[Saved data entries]
· · · · · · ·
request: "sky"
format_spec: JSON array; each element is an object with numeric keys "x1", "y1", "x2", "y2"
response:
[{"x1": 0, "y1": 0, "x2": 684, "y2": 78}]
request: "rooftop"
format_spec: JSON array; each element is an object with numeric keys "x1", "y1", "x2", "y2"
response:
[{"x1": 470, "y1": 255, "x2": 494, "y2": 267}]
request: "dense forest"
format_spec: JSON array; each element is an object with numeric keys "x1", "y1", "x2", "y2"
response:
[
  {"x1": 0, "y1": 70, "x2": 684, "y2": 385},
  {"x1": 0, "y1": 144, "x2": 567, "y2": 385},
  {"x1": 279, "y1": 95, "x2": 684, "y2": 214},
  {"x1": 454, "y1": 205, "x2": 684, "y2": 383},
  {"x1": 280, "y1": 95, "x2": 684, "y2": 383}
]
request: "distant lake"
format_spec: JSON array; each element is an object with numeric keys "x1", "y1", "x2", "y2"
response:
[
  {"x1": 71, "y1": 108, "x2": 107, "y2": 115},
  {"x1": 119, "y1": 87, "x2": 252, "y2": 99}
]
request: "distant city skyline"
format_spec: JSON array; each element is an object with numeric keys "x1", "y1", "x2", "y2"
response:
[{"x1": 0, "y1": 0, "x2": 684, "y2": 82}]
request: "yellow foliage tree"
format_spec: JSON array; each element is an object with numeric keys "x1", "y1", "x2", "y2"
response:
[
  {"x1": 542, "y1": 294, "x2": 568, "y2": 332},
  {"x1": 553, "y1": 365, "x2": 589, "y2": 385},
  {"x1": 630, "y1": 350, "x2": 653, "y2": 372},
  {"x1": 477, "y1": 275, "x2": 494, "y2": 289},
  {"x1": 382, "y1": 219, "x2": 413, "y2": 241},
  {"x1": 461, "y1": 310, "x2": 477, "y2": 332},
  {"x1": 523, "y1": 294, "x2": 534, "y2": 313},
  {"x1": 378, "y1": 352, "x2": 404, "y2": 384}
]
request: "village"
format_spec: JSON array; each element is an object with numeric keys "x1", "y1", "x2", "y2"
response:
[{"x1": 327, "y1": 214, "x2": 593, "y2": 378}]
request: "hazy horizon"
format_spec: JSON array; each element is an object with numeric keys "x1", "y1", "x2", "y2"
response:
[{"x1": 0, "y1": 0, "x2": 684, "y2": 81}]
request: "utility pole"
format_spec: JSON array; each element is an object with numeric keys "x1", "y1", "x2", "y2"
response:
· · · · · · ·
Count the lines in the rows above that contain the string "distant", treating uppercase and lowercase as different. How many are there? Reply with the number only.

2